YOUR GOAL
Copy the material from the line with "Target: sand ripple pattern" through the end of the material, keeping every line. Shift each coordinate value in the answers by subtracting 4.

DATASET EXCERPTS
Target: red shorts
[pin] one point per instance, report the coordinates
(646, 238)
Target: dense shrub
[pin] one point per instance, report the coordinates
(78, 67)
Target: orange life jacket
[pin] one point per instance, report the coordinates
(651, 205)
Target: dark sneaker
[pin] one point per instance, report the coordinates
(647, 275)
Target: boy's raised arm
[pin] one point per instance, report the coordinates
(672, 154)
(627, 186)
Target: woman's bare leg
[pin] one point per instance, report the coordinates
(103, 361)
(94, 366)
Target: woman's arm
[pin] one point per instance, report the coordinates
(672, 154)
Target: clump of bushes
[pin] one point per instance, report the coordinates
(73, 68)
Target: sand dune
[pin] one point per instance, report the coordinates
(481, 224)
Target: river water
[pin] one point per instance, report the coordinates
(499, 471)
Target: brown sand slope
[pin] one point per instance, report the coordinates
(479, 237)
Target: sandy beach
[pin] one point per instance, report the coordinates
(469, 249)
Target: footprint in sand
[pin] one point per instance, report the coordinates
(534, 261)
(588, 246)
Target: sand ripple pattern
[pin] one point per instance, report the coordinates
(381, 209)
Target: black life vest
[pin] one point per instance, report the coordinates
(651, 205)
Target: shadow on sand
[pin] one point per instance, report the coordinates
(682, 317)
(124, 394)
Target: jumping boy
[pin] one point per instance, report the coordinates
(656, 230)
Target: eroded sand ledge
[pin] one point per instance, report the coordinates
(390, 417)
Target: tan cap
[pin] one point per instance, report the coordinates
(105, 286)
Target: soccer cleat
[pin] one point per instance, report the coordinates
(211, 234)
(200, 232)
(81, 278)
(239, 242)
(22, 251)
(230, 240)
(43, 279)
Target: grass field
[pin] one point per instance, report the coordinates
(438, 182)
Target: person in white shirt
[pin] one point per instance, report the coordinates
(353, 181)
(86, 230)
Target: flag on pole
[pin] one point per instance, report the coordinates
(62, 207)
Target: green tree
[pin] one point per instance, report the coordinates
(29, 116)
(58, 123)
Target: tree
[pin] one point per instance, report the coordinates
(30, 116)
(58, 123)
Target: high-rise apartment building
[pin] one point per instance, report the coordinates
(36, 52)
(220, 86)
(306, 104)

TASK OUTPUT
Target: sand ripple pattern
[pin] one point per instance, report the coordinates
(377, 205)
Target: black life vest
[pin] one point per instance, report the coordinates
(647, 201)
Target: shadow on sand
[pin] one point per instance, report the coordinates
(678, 313)
(120, 390)
Target: jumping boy
[pin] one point per instance, report the coordinates
(652, 226)
Target: eroded sand ledge
[pin] one point per instance, report the coordinates
(386, 413)
Target: tan cap
[pin] one point per instance, report the coordinates
(101, 282)
Target: soccer cleat
[pin] one point per instance, report the coordinates
(207, 230)
(196, 228)
(77, 274)
(235, 238)
(18, 247)
(226, 236)
(39, 275)
Target: grass field
[pin] one point per instance, report the coordinates
(434, 178)
Target: person in white shirt
[pin] one point per instance, report the coordinates
(349, 177)
(82, 226)
Target: flag on pole
[pin] one point per instance, report the coordinates
(58, 203)
Target: green tree
[pin] one point per instance, report the coordinates
(25, 112)
(54, 119)
Target: tree
[pin] one point per instance, report the coordinates
(26, 112)
(54, 119)
Target: high-rise apartment building
[pin] one point per instance, report the coordinates
(32, 48)
(216, 82)
(302, 100)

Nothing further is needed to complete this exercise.